• What is needed
Which lines in the items below contain the word "caravan"? Locate each one and copy it out in full.

━━━━━━━━

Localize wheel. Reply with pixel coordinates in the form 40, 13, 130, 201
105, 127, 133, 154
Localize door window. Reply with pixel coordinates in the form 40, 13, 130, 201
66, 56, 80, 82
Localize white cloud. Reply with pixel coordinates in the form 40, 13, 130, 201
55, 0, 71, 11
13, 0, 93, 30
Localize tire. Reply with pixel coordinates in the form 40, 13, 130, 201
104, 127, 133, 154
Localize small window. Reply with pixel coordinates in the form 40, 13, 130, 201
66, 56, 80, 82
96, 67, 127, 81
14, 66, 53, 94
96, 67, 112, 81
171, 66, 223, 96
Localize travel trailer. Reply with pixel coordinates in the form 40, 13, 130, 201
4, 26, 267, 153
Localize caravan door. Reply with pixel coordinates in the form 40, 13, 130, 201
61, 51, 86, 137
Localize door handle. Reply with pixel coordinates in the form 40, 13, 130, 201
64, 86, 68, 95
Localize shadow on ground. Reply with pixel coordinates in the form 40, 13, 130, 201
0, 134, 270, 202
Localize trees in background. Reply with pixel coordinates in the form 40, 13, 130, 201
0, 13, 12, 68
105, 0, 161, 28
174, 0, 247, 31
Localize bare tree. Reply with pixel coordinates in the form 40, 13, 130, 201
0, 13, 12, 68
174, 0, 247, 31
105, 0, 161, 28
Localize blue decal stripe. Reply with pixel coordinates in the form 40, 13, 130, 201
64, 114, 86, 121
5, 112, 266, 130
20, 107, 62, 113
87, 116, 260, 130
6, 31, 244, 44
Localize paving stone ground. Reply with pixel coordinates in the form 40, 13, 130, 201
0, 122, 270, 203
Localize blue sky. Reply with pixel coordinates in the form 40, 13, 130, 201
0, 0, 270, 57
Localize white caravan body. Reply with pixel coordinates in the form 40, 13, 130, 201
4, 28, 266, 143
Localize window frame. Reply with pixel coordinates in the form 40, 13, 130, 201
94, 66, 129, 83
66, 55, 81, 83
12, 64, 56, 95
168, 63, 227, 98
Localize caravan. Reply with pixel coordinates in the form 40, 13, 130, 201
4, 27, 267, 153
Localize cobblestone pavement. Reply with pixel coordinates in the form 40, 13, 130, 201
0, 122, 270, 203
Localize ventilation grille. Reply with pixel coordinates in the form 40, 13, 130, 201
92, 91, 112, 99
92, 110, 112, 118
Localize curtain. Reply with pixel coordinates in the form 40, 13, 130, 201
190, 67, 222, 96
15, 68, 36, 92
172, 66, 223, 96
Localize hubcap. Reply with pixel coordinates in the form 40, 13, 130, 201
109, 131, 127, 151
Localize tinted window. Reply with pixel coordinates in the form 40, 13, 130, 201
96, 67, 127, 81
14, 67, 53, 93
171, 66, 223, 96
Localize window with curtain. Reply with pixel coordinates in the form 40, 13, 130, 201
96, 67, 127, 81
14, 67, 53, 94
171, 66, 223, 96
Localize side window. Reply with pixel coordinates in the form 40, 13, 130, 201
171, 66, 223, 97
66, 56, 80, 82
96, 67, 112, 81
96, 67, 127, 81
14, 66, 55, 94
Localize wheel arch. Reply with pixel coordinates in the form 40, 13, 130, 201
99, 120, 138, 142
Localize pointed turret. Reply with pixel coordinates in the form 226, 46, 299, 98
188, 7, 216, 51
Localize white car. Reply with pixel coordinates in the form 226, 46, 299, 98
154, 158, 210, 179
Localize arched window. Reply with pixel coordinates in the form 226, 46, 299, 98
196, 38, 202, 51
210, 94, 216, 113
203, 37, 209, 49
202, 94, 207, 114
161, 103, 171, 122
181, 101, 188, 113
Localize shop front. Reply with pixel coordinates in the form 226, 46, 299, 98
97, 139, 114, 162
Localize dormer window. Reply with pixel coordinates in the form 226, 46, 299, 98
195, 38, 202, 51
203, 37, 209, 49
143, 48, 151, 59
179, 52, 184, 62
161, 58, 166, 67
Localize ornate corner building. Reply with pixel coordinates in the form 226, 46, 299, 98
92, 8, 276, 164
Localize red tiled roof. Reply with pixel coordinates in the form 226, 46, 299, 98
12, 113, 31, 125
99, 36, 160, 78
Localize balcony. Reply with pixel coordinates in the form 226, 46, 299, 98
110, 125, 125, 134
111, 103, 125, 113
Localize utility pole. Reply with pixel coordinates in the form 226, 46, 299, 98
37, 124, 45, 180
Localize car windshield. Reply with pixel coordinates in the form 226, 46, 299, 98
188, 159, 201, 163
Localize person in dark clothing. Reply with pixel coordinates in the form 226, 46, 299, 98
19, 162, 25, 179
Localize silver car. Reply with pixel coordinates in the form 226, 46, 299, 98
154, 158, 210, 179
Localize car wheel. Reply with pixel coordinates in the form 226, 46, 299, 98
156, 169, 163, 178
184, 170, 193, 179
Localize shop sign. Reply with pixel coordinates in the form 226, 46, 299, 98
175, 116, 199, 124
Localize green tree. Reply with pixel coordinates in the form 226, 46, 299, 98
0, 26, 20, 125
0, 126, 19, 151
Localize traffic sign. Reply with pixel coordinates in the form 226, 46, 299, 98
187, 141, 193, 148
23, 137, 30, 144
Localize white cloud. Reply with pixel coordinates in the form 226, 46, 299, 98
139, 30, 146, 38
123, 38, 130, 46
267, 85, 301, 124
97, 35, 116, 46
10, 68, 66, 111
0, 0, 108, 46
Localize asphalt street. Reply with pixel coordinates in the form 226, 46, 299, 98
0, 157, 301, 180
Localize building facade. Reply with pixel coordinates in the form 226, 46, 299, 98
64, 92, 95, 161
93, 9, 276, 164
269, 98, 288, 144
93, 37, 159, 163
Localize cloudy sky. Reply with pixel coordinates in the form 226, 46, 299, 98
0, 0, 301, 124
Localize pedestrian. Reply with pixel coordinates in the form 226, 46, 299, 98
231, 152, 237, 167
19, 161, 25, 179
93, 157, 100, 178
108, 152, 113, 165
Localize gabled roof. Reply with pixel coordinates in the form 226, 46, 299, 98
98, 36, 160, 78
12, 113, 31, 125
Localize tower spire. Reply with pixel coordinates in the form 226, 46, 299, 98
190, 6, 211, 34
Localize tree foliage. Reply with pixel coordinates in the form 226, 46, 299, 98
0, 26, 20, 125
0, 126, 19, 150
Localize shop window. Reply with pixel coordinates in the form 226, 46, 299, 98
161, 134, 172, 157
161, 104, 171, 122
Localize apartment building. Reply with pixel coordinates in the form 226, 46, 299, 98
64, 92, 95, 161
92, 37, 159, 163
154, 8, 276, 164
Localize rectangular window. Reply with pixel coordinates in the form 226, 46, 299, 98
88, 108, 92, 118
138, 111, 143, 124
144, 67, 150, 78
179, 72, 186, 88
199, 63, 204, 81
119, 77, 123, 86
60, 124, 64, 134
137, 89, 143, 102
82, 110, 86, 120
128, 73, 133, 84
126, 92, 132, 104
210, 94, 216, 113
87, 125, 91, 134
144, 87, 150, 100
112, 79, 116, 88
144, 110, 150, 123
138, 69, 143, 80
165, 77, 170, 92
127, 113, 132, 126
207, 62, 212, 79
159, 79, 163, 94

━━━━━━━━

• Finished answer
Localize caravan door. Reply with pixel coordinates in the form 40, 13, 130, 201
Localize white caravan body. Reply with pixel coordinates in the form 40, 13, 130, 201
Localize caravan. Reply with pixel coordinates in the form 40, 13, 130, 201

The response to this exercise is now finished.